### Given problem 1:
Answer these questions using the conveyor accident report.
(a) What contributed to the severity of the accident?
(b) On what date was Citation No. 4419634 issued?
(c) What was discovered in the electrical system after the spillage was removed from the No. 3 conveyor tail pulley area?

This accident was caused by failure to ensure that persons were clear of the conveyor before it was started. Failure to indoctrinate new employees in the location and function of emergency stop controls contributed to the severity of the accident.


Citation No. 4419634
Issued on May 22, 1996, under the provisions of Section 104(a) of the Mine Act for violation of 30 CFR Part 56.14105:

A miner was fatally injured when the No. 3 conveyor on which he was positioned was started. The victim was carried along the belt into the head pulley assembly where he received fatal injuries at about 1550 hours on May 16, 1996. After an excessive spillage of material was removed from the No. 3 conveyor tail pulley area, defective fuses in the electrical system were discovered and replaced. Although the diesel-driven generator which provided power had been shut off, no steps were taken to prevent equipment motion or activation of the conveyor while two persons were still working to remove the spillage.

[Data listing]
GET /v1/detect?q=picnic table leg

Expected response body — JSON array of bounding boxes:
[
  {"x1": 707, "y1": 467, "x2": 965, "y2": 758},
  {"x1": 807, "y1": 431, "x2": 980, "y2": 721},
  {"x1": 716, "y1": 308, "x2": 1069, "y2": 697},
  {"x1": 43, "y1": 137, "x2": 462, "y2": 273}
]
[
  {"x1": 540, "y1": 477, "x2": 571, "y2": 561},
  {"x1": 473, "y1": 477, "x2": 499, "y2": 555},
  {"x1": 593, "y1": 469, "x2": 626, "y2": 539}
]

### Given problem 2:
Pull every line of the data listing entries out and reproduce them with no changes.

### Written response 1:
(a) Failure to indoctrinate new employees in the location and function of emergency stop controls.
(b) May 22, 1996.
(c) Defective fuses, which were then replaced.

### Written response 2:
GET /v1/detect?q=picnic table leg

Expected response body — JSON array of bounding boxes:
[
  {"x1": 707, "y1": 467, "x2": 965, "y2": 758},
  {"x1": 807, "y1": 431, "x2": 980, "y2": 721},
  {"x1": 716, "y1": 308, "x2": 1069, "y2": 697},
  {"x1": 43, "y1": 137, "x2": 462, "y2": 273}
]
[
  {"x1": 540, "y1": 477, "x2": 571, "y2": 561},
  {"x1": 473, "y1": 477, "x2": 499, "y2": 555},
  {"x1": 593, "y1": 469, "x2": 626, "y2": 539}
]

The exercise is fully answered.